_PROBLEM SET_.
1 > In the review of Picasso's Lovers, what is the name of Alana Olsen's fiancé?
2 > Pick up the review of Picasso's Lovers after its last sentence and carry it on.

Picasso’s Lovers

by Jeanne Mackin

reviewed by Gabrielle Stecher

From Jeanne Mackin, author of The Last Collection: A Novel of Elsa Schiaparelli and Coco Chanel (2019), comes Picasso’s Lovers, her latest historical novel that foregrounds the secret histories of the Spanish artist’s muses. This is a novel, first, that reminds us of Picasso’s godlike ability to render his subjects. The ethereal quality of his artistry provokes one character to describe one of the artist’s floral paintings as a “kind of manifestation of divinity, if you will. The eternal.” But Picasso’s Lovers is far from an uncritical celebration of the artist. Mackin helps us figure out how to enjoy revolutionary art without endorsing its creator’s destructive behavior, showing what a more complicated relationship to artistic genius might look like.

The novel centers on an aspiring arts writer named Alana Olsen. Alana’s mother, an enigmatic scarf designer with a past largely unknown to her daughter, has recently passed away following a cancer diagnosis, and Alana must confront her grief while charting her next steps professionally and personally. In her final days, Alana’s mother encourages her daughter to embrace the financial and social security of marriage to her lawyer fiancé William. But Alana is apprehensive about trading her passion for art history and left-wing activism for a future of childrearing and secretarial work at her husband’s firm.

_DATASET_.
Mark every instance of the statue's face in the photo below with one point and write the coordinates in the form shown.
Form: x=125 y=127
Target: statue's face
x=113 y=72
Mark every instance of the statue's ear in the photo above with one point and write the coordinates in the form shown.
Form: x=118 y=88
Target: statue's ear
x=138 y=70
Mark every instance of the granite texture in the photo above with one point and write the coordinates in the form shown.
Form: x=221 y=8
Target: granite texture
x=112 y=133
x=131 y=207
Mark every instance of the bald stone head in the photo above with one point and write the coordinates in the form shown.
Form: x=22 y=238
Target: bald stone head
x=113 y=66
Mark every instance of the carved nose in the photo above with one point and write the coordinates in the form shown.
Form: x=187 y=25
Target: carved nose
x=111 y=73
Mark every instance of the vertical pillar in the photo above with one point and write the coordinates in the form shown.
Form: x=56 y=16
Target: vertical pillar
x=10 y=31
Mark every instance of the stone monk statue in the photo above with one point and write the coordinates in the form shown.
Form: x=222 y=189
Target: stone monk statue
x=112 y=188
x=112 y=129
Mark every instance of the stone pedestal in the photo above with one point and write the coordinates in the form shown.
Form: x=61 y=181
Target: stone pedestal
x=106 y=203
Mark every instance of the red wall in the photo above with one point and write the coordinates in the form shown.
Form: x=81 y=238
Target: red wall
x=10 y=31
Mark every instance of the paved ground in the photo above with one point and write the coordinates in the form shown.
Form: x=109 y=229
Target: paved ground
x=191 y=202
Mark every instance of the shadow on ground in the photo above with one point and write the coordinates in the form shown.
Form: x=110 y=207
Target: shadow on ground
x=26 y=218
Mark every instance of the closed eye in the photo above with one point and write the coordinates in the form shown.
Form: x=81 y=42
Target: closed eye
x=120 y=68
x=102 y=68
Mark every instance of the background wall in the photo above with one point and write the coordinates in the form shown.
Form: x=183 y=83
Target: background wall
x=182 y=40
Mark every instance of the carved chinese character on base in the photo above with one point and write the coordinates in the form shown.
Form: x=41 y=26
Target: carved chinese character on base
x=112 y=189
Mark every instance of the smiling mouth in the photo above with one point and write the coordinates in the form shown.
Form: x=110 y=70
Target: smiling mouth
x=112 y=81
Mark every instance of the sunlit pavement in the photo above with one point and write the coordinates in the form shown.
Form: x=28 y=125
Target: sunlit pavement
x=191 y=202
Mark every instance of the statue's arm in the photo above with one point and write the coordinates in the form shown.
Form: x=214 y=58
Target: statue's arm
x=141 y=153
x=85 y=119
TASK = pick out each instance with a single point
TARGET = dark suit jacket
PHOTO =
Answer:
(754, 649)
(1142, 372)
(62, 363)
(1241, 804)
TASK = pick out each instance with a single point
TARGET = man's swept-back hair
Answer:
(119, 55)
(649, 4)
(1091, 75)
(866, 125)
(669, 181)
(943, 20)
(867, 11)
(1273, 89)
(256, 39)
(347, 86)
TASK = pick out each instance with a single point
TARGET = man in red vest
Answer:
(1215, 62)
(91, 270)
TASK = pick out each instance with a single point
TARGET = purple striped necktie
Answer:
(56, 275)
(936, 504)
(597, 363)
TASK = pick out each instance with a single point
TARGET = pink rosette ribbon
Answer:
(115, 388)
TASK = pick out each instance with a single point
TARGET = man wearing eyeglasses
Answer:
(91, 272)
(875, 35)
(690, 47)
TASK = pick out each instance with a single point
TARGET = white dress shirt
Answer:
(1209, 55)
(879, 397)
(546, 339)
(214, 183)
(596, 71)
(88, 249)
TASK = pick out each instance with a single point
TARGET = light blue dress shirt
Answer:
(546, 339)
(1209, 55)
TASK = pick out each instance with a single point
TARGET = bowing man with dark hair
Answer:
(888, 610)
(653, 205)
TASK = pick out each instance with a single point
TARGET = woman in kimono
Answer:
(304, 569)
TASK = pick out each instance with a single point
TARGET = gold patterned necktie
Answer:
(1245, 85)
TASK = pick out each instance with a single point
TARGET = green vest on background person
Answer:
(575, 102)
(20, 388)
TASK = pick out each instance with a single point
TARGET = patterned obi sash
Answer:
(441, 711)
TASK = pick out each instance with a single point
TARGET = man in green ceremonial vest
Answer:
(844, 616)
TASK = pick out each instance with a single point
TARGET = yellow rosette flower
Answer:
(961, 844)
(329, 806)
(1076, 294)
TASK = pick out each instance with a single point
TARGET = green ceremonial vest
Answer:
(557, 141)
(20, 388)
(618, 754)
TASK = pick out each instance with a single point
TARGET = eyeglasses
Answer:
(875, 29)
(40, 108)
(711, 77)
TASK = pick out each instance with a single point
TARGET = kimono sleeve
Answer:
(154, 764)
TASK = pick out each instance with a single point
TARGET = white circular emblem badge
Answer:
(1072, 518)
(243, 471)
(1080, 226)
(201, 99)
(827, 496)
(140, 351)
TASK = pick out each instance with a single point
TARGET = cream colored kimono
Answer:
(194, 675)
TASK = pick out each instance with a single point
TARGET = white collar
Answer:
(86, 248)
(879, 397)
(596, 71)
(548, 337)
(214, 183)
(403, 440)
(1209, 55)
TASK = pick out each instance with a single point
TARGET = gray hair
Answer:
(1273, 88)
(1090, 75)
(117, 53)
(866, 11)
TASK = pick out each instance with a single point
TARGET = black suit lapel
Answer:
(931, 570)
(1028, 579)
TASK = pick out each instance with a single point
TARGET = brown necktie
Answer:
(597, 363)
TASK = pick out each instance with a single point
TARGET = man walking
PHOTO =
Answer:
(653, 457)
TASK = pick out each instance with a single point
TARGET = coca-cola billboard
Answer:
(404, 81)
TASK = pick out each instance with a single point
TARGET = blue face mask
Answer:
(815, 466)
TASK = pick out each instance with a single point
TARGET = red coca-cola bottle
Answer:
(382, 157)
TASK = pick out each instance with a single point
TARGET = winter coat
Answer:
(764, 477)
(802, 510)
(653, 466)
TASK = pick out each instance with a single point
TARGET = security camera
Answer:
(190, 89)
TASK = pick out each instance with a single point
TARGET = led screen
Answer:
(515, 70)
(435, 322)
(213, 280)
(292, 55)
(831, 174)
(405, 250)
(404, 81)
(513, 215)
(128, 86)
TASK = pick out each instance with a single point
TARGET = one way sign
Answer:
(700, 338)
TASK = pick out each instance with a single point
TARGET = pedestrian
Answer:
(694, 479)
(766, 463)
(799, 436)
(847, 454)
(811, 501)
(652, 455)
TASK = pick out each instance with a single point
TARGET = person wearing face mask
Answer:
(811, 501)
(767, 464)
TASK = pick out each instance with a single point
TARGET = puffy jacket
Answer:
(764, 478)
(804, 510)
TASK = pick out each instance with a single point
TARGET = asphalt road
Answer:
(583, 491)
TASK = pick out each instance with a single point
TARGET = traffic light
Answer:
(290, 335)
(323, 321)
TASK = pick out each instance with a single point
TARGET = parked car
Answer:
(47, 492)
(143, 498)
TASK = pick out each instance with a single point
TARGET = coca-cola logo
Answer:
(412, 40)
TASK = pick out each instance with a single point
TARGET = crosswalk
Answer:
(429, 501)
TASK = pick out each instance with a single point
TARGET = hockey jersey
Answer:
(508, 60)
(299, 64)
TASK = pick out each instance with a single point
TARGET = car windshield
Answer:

_ANSWERS BY ITEM_.
1 > William

2 >
Writing about Pablo Picasso, her mother’s favorite artist, becomes a way for Alana to stay connected to her mother while forging a professional path as an arts writer. Alana believes she has what it takes to break into a male-dominated industry—if only her editor will give her the chance. Along the way, family history collides with the present as she investigates Picasso, his circle, and the summer of 1923 when he painted his neoclassical composition The Lovers.

Through its dual timelines, Picasso’s Lovers reveals what it was like to be a female arts writer and artist in the middle of the twentieth century. Establishing her career in 1953, Alana desperately wishes to play a role in bringing the work of women artists to the public. At the same time, she dismisses the notion that being an artist’s model meant intrinsically giving into objectification and sexual submission at the expense of one’s own creative and professional ambition. The novel unpacks the tensions that arise when one oscillates between the status of artist and art object, of lover and disappointed ex-flame replaced by a newer model. On the one hand, there is the perspective of Sara Murphy, a wealthy expatriate and patron of the Lost Generation who Alana interviews. She describes the experience of being painted by Picasso as a second sexual awakening: “There is nothing more sensual than being studied, having the lines of your body, the texture of your skin, translate into an object that is both you and not you. A work of art.” On the other hand, Picasso’s Lovers acknowledges and laments the violence women experience when they are bedded and swiftly disposed of by serial seducers like Picasso, who was emboldened by fame and his widely touted (not to mention self-asserted) genius status.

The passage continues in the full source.